■ GIVEN DATA
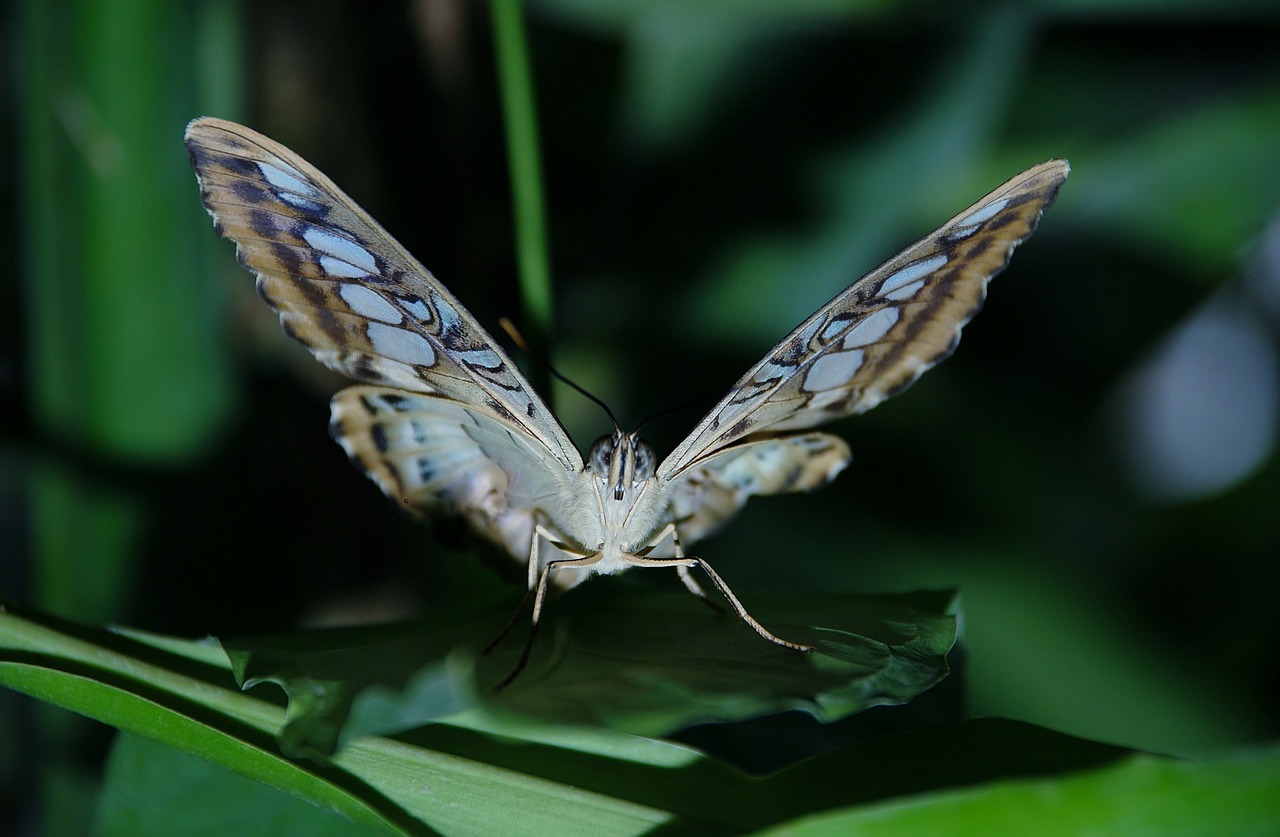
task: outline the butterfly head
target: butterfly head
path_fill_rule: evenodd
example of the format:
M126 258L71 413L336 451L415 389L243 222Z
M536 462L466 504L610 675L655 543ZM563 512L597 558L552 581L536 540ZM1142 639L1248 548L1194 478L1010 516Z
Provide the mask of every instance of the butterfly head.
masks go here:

■ TASK PROMPT
Copy out every line of the material above verbatim, omitting the picture.

■ EXPECTED ANSWER
task: outline the butterfly head
target: butterfly head
path_fill_rule: evenodd
example of the format:
M126 258L71 413L336 451L415 389L243 222Z
M536 462L466 504L610 675L655 543ZM563 512L597 558L552 581L536 540ZM1142 639L1248 548L1194 478L1010 516Z
Provide the mask of every instance of the butterfly head.
masks go here:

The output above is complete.